Stored items
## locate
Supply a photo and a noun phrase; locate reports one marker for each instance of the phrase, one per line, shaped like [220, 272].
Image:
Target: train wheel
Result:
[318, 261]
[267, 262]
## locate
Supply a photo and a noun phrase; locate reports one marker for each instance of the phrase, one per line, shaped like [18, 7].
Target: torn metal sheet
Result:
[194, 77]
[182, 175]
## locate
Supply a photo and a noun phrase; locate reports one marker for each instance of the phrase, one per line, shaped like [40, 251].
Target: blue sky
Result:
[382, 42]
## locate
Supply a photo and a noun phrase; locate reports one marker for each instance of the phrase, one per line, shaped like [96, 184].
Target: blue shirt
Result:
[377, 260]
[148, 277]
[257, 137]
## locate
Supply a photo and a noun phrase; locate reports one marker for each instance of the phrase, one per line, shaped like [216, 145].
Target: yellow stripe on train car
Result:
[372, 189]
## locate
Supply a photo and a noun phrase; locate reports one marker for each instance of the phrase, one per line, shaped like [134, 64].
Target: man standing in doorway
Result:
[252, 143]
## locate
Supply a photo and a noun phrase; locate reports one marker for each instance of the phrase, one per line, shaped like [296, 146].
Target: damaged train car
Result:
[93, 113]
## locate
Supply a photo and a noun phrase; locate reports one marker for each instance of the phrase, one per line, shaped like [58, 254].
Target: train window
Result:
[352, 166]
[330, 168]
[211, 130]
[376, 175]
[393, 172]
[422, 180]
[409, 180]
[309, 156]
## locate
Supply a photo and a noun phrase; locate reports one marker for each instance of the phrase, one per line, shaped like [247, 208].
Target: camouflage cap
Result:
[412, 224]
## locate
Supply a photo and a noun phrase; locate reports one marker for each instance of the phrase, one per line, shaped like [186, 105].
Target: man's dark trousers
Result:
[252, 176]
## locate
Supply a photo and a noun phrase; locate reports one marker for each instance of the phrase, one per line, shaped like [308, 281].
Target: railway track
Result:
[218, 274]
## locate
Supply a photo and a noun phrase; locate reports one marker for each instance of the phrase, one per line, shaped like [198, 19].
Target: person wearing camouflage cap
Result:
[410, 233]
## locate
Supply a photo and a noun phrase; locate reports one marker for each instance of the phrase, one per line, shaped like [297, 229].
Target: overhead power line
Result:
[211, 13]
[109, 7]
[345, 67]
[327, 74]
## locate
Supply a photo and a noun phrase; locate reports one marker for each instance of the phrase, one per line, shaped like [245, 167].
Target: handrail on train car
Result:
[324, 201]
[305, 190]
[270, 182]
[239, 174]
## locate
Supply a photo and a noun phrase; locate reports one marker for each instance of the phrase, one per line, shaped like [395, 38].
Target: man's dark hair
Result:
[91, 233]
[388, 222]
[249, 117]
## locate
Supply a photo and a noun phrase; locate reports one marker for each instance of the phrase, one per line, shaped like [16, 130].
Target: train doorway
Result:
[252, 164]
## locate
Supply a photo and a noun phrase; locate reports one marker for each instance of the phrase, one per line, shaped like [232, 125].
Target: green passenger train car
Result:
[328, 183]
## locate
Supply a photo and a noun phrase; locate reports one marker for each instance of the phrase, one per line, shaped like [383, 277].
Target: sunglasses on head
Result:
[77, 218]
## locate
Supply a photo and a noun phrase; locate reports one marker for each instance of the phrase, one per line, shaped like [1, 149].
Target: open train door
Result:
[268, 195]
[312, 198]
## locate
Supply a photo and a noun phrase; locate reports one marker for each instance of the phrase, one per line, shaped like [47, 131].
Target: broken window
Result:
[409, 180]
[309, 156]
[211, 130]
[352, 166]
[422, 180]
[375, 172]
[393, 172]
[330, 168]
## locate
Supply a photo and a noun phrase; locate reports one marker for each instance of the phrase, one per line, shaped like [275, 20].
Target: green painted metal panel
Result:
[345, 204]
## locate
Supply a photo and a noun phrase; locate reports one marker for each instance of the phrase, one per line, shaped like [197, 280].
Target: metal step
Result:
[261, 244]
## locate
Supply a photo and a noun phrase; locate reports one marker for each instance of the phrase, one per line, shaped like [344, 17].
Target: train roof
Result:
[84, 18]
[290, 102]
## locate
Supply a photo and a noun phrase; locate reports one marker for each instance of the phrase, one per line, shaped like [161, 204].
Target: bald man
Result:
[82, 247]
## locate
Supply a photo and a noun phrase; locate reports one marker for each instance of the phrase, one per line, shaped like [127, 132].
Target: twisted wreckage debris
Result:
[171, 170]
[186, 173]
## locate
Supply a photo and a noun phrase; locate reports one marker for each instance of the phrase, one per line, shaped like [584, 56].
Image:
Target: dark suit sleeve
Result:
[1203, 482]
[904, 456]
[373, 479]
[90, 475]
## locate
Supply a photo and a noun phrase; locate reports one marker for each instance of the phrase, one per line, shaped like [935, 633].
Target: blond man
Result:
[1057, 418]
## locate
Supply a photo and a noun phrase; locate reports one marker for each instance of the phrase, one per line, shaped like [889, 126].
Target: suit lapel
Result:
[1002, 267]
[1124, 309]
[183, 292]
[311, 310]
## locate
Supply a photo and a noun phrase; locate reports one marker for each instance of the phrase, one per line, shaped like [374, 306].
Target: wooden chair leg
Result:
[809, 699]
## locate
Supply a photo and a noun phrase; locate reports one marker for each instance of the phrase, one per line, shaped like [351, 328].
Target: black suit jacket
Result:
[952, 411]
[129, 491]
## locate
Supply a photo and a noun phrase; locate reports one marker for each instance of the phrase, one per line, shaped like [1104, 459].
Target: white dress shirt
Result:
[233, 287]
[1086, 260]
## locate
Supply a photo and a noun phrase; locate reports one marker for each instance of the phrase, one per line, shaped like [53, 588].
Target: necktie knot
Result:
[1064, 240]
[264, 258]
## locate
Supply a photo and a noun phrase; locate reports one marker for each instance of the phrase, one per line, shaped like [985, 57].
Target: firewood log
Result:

_Prompt_
Copy each line of the data above without altering a single character.

_Reply to the exercise_
## locate
Supply a photo and a noun phrase; locate reports one marker for each instance of the phrase, one per line, shaped like [220, 272].
Image:
Target: train wheel
Result:
[318, 261]
[267, 262]
## locate
Supply a photo and a noun phrase; locate reports one marker for each instance of the phrase, one per line, shaped like [18, 7].
Target: torn metal sheet
Result:
[194, 77]
[182, 175]
## locate
Supply a photo and a noun phrase; locate reports one marker for each instance of the phrase, one per line, shaped like [40, 251].
Target: blue sky
Result:
[382, 42]
## locate
Supply a photo and a noun phrase; locate reports one marker for each instance of the phrase, one per line, shaped like [96, 184].
Target: blue shirt
Result:
[377, 260]
[148, 277]
[257, 137]
## locate
Supply a photo and a noun phrase; locate reports one marker for each instance of the phrase, one per line, shaped like [216, 145].
Target: yellow stripe on train car
Result:
[372, 189]
## locate
Supply a photo and a noun phrase; locate reports one marker for each instance of the phrase, one per line, shaped like [134, 64].
Target: man standing in doorway
Result:
[252, 143]
## locate
Supply a photo and a noun phrase; locate reports one marker for each instance of the phrase, one per line, shaped like [296, 146].
Target: damaged train car
Result:
[93, 113]
## locate
Supply a photo and a noun phrase; locate reports one marker for each instance of the phrase, one per line, shaped like [58, 254].
Target: train window
Result:
[352, 166]
[330, 168]
[211, 130]
[376, 175]
[393, 172]
[422, 180]
[409, 180]
[309, 156]
## locate
Supply a photo and a noun phrase; locate reports one marker for each instance of the phrase, one per line, shaped like [247, 208].
Target: camouflage cap
Result:
[412, 224]
## locate
Supply a photo and a noun phrase; locate reports one marker for each instance of the phrase, one per line, shaped like [186, 105].
Target: man's dark trousers
Result:
[252, 176]
## locate
Supply a photo and a noun phrase; locate reports one marker for each instance of the phrase, one per line, shaped like [308, 281].
Target: railway track
Result:
[218, 274]
## locate
Supply a photo and a noun phrase; locate reports one marker for each instance of the phrase, one per line, shaped like [198, 19].
Target: person wearing camouflage cap
Result:
[410, 233]
## locate
Supply a photo and a noun phrase; locate reports one marker for each instance of the phrase, one per line, shaped like [297, 229].
Target: overhead power line
Result:
[211, 13]
[109, 7]
[345, 67]
[327, 74]
## locate
Supply a photo and a noun phrase; locate reports one marker for each instance of the phrase, one per line, shaped like [245, 167].
Target: handrail on train car
Result:
[324, 201]
[305, 190]
[270, 182]
[239, 174]
## locate
Supply a photo and a noun phrase; locate reports one marker for each instance of the phrase, one per line, shaped like [395, 38].
Target: man's dark hair
Result:
[91, 233]
[388, 222]
[249, 117]
## locate
Supply a photo and a noun phrase; locate reports one marker for each instance of the phrase, one per line, shaped like [16, 130].
Target: train doorway
Result:
[252, 164]
## locate
Supply a photo and a noun phrase; locate reports one marker for each instance of the phrase, one per line, shaped like [232, 125].
Target: green passenger train car
Result:
[328, 183]
## locate
Supply a photo and a noun phrase; locate reports one marker for each instance of the phrase, one per line, shaped like [383, 277].
Target: sunglasses on head
Result:
[77, 218]
## locate
Supply a photo and a noun phrase; locate reports one marker for each instance of the phrase, one per line, shaped like [1, 149].
Target: open train door
Result:
[268, 195]
[312, 198]
## locate
Supply a photo and a noun phrase; locate reports one marker for each instance of the phrase, one per line, shaped like [47, 131].
Target: broken window
Result:
[409, 180]
[309, 156]
[211, 130]
[352, 166]
[422, 180]
[375, 172]
[393, 172]
[330, 168]
## locate
Supply a photo and a noun phrase; locate reports one marker for each instance of the phrase, one per line, shaped like [275, 20].
Target: green painted metal panel
Result:
[345, 204]
## locate
Supply a photo and a noun phrase; locate reports one marker for each instance of the phrase, one per line, shaped like [197, 280].
Target: metal step
Result:
[261, 244]
## locate
Supply a photo and a noun phrase; locate reports one marker for each instance of the phrase, one per line, shaped like [344, 17].
Target: train roof
Result:
[84, 18]
[290, 102]
## locate
Supply a photo and a noun phrase; locate reports one marker for each instance of the phrase, one per line, shaped like [161, 204].
Target: bald man
Result:
[82, 247]
## locate
Supply a photo and a noun phrase; locate reports one marker for each instance of the phrase, one per line, shaped like [127, 132].
Target: twisted wreckage debris
Result:
[171, 170]
[186, 173]
## locate
Supply a photo and a noun phrase; locate reports one marker for each instance of the phrase, one per line, shaped like [584, 56].
Image:
Target: dark suit sleeve
Result:
[1203, 482]
[904, 456]
[373, 479]
[90, 475]
## locate
Supply a photo and a noun phrase; locate reports one marker for each instance of the phrase, one per line, shaped like [935, 633].
Target: blond man
Result:
[1057, 418]
## locate
Supply a photo and a noun phrase; locate reports one marker for each instance of the phrase, one per line, shaped like [889, 126].
Target: suit lapel
Result:
[1002, 267]
[1124, 309]
[183, 292]
[311, 310]
## locate
Supply a photo and a noun phrase; locate reports one marker for each instance of the phrase, one per line, shaped like [374, 306].
Target: wooden chair leg
Result:
[809, 699]
## locate
Supply a photo and a noun phrase; locate reports one marker for each instance of the phrase, one per line, shaped like [351, 328].
Target: black suit jacket
Result:
[952, 411]
[129, 491]
## locate
Supply a photo and a noun phrase; locate reports one marker for each instance of the phrase, one per line, shaped like [1104, 459].
Target: white dress shirt
Result:
[233, 287]
[1086, 260]
## locate
Supply a photo and a noun phrase; locate reports one marker for each instance of the phrase, one per line, shaped like [53, 588].
Target: necktie knot
Result:
[1064, 240]
[264, 258]
## locate
Supply a photo and a noun phrase; locate reports one marker for each instance of the phrase, one per line, shaped like [985, 57].
Target: firewood log
Result:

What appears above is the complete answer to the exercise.